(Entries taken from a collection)
----------------------------------------

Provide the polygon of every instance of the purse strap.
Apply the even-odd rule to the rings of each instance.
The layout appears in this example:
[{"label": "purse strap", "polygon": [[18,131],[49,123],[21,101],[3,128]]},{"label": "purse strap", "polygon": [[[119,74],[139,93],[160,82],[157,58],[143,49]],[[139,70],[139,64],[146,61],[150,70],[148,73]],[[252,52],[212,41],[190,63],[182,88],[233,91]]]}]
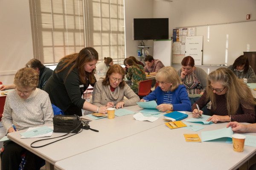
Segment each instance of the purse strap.
[{"label": "purse strap", "polygon": [[[63,137],[63,136],[67,136],[67,135],[68,135],[69,134],[70,134],[70,133],[72,133],[72,132],[73,132],[74,130],[76,130],[76,129],[77,129],[78,128],[79,128],[79,127],[80,126],[81,126],[81,125],[83,125],[83,124],[82,123],[82,122],[80,122],[80,123],[79,124],[79,125],[78,126],[77,126],[77,127],[75,129],[73,129],[73,130],[72,130],[71,131],[70,131],[70,132],[69,132],[69,133],[66,133],[66,134],[64,134],[64,135],[61,136],[60,136],[55,137],[55,138],[49,138],[49,139],[44,139],[38,140],[37,141],[35,141],[35,142],[32,142],[32,143],[31,143],[31,144],[30,144],[30,146],[31,146],[32,147],[33,147],[33,148],[39,148],[39,147],[44,147],[44,146],[45,146],[48,145],[49,145],[49,144],[52,144],[52,143],[53,143],[59,141],[60,141],[60,140],[62,140],[62,139],[64,139],[67,138],[69,138],[69,137],[70,137],[70,136],[74,136],[74,135],[76,135],[76,134],[78,134],[78,133],[80,133],[80,132],[81,132],[82,131],[83,131],[83,128],[81,128],[81,130],[79,130],[79,132],[77,132],[77,133],[76,133],[73,134],[72,135],[70,135],[70,136],[67,136],[67,137],[65,137],[65,138],[64,138],[61,139],[60,139],[57,140],[56,140],[56,141],[53,141],[53,142],[52,142],[48,143],[48,144],[44,144],[44,145],[43,145],[38,146],[32,146],[32,144],[34,144],[34,143],[36,143],[36,142],[39,142],[39,141],[44,141],[44,140],[45,140],[52,139],[53,139],[60,138],[61,137]],[[89,126],[89,127],[90,127],[90,126]]]}]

----------------------------------------

GIVEN INSTRUCTION:
Copy out the listing above word for word, leaving out the pictures.

TASK OUTPUT:
Provide the polygon of every instance of the purse strap.
Apply the even-odd rule to the rings of each instance.
The layout appears in this example:
[{"label": "purse strap", "polygon": [[18,131],[49,123],[21,101],[3,128]]},{"label": "purse strap", "polygon": [[[119,74],[139,93],[160,82],[157,58],[143,49]],[[139,70],[139,64],[146,61],[150,70],[148,73]],[[252,52],[212,41],[190,63],[182,88],[233,91]]]}]
Segment each instance of the purse strap.
[{"label": "purse strap", "polygon": [[[63,137],[63,136],[67,136],[67,135],[68,135],[69,134],[70,134],[70,133],[72,133],[72,132],[73,132],[74,130],[76,130],[76,129],[77,129],[78,128],[79,128],[79,127],[80,126],[81,126],[81,125],[83,125],[83,124],[82,123],[82,122],[80,122],[80,123],[79,124],[79,125],[78,126],[77,126],[77,127],[75,129],[73,129],[73,130],[72,130],[71,131],[70,131],[70,132],[69,132],[69,133],[66,133],[66,134],[64,134],[64,135],[61,136],[60,136],[55,137],[55,138],[49,138],[49,139],[44,139],[38,140],[37,141],[35,141],[35,142],[32,142],[32,143],[31,143],[31,144],[30,144],[30,146],[31,146],[32,147],[33,147],[33,148],[39,148],[39,147],[44,147],[44,146],[45,146],[48,145],[49,145],[49,144],[52,144],[52,143],[53,143],[59,141],[60,141],[60,140],[62,140],[62,139],[64,139],[67,138],[69,138],[69,137],[70,137],[70,136],[74,136],[74,135],[76,135],[76,134],[78,134],[78,133],[80,133],[80,132],[81,132],[82,131],[83,131],[83,128],[81,128],[81,130],[79,130],[79,132],[77,132],[77,133],[76,133],[73,134],[72,135],[70,135],[70,136],[67,136],[67,137],[65,137],[65,138],[64,138],[61,139],[60,139],[57,140],[56,140],[56,141],[53,141],[53,142],[52,142],[48,143],[48,144],[44,144],[44,145],[43,145],[38,146],[32,146],[32,144],[34,144],[34,143],[36,143],[36,142],[39,142],[39,141],[44,141],[44,140],[45,140],[52,139],[53,139],[60,138],[61,137]],[[89,126],[89,127],[90,127],[90,126]]]}]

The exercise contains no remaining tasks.